### EXERCISE INSTRUCTIONS
Write out exactly, with no other output, the lines below from the one that contains "Objective — one marker on every instance of the black-framed" through the end.

### DATA TO PROCESS
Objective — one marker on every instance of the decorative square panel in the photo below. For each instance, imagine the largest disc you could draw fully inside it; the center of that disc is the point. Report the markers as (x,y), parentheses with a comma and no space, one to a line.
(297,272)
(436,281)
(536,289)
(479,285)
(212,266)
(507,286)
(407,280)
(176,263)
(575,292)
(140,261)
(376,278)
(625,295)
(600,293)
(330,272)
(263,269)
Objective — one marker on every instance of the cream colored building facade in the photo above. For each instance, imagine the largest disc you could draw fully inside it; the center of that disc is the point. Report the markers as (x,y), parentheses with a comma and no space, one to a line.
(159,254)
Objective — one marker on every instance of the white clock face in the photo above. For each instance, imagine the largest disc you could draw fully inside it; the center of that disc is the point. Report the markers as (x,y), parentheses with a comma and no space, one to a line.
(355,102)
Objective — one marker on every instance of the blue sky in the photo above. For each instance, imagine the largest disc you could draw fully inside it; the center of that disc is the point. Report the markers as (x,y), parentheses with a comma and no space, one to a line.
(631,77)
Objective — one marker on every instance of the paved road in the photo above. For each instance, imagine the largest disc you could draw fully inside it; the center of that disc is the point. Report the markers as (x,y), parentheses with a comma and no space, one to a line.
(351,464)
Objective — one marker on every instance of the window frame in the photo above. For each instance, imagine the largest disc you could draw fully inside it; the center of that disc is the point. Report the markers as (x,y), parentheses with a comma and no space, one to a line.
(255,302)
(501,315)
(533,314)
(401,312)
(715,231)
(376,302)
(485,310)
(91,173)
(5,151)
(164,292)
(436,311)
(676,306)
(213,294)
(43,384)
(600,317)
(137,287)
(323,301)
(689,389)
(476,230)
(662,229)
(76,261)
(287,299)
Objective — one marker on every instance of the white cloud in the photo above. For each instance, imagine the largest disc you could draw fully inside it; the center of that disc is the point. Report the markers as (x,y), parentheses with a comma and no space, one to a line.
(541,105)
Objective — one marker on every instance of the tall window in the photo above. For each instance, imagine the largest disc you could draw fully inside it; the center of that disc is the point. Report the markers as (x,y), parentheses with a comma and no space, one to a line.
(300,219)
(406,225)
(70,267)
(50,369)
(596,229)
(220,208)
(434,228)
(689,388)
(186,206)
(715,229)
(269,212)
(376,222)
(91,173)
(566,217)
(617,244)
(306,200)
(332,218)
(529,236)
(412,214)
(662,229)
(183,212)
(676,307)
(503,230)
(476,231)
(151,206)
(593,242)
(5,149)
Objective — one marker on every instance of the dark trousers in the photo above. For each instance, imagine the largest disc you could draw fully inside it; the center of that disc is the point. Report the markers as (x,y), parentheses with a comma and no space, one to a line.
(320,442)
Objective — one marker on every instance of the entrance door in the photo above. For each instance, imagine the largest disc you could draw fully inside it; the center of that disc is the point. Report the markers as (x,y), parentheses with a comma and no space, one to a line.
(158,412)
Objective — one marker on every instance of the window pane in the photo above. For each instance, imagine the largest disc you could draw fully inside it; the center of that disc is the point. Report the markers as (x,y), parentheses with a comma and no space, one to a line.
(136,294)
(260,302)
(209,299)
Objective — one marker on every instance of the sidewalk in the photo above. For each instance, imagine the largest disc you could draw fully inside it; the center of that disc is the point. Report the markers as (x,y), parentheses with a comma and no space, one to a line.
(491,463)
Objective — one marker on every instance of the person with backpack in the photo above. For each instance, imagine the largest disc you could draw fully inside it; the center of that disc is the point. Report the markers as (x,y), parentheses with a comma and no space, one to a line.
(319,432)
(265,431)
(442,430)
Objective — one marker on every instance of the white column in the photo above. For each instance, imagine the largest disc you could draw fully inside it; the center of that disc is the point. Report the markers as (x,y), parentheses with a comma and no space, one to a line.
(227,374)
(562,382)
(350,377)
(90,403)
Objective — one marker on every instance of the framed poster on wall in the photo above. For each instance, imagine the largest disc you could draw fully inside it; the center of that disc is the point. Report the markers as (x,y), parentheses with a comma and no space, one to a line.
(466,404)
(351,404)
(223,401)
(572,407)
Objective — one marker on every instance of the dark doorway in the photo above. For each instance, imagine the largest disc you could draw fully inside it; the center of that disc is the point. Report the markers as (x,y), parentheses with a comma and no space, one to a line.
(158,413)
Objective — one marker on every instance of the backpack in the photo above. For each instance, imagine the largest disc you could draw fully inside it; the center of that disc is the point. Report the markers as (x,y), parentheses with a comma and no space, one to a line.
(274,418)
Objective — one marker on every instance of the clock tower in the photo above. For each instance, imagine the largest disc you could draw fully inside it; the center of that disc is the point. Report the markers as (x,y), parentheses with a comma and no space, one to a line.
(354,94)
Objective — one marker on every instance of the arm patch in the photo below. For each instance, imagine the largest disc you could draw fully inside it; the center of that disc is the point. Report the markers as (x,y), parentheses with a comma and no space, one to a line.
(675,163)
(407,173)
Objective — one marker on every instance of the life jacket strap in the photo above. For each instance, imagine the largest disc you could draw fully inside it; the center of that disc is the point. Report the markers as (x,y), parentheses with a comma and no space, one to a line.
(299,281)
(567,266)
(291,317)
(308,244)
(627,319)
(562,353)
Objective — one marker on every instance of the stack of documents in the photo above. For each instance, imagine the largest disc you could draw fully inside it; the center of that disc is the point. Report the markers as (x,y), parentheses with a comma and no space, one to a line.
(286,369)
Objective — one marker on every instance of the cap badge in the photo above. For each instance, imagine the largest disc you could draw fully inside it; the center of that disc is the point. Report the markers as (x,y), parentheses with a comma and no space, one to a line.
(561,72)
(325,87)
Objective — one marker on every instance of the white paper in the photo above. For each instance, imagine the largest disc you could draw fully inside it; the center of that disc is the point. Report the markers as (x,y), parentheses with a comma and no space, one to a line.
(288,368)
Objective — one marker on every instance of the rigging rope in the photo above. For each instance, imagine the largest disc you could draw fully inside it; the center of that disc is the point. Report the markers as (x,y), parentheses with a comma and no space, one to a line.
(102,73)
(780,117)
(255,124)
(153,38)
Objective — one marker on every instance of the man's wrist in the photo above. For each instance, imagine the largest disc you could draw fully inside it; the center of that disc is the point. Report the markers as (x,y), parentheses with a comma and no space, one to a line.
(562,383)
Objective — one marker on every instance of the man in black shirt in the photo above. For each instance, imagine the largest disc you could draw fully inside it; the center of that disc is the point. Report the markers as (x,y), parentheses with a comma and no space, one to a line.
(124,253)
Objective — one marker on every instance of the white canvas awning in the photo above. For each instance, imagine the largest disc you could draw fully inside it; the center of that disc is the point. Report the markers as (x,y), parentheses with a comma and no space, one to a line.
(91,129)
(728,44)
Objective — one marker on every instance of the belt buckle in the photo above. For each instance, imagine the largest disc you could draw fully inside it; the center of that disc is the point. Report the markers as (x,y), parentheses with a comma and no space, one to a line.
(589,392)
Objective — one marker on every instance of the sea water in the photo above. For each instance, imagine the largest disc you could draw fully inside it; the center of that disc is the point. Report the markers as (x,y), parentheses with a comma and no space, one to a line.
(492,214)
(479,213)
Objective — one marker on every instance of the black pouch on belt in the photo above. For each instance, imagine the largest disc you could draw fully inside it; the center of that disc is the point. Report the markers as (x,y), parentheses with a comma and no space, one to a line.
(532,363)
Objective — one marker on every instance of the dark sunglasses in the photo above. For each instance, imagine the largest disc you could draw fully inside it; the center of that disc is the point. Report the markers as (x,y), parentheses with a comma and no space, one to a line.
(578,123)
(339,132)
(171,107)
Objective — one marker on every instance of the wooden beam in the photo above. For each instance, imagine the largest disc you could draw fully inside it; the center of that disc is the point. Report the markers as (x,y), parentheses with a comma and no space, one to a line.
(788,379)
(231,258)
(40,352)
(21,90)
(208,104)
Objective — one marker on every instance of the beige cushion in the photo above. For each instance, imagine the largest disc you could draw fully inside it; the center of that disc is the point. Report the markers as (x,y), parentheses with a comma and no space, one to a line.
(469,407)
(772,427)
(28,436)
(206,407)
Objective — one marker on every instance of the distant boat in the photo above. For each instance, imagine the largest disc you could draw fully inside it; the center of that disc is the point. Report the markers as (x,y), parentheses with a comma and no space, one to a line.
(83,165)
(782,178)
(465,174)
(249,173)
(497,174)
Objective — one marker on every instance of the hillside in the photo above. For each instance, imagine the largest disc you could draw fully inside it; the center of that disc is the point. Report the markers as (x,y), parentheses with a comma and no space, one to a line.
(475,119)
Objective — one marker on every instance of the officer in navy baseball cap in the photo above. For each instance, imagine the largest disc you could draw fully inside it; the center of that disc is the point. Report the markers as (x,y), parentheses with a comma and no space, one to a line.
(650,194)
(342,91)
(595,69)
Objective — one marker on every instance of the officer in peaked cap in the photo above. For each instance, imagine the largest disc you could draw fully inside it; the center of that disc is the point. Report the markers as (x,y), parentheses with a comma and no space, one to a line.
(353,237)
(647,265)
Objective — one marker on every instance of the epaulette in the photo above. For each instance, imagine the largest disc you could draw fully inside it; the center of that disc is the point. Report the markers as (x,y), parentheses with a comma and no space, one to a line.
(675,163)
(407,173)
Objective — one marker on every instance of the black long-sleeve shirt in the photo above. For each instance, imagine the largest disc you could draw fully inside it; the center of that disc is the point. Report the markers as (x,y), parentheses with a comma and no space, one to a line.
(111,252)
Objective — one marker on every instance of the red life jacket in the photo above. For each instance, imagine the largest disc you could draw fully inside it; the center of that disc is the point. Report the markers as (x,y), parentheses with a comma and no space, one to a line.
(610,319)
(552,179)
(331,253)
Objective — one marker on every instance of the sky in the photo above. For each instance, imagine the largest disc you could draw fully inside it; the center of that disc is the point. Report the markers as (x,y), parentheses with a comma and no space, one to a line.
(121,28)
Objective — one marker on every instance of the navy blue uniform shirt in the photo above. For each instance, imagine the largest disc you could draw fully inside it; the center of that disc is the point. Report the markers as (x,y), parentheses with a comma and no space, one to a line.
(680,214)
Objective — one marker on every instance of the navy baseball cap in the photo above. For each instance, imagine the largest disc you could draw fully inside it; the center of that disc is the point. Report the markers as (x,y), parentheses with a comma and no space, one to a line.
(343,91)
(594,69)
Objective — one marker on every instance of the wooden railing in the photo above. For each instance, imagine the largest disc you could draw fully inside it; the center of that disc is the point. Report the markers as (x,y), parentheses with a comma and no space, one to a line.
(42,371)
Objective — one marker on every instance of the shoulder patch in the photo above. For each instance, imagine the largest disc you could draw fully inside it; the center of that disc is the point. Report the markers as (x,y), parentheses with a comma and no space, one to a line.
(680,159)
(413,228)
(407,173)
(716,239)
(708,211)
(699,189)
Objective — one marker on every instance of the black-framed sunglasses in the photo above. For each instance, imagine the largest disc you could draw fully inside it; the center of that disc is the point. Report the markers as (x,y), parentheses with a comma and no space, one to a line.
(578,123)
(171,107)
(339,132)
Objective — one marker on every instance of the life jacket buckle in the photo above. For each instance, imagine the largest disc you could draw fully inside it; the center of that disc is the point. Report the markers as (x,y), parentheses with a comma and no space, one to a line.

### REPLY
Objective — one marker on every instance of the black-framed sunglasses in the photo above. For each instance, imagine the largest disc you could draw fully inside it; the center of that disc is the point. Report the markers as (x,y), parentheses with a comma and no space, one to a line.
(578,123)
(171,107)
(339,132)
Objective — one marker on every instance of the life jacket buckle in the photo above. For each instance, imagine the largest disc you could draw fully inside it; the center of that disc is the point. Report the markers as (x,y), parentheses with a comma and no space, one to a line.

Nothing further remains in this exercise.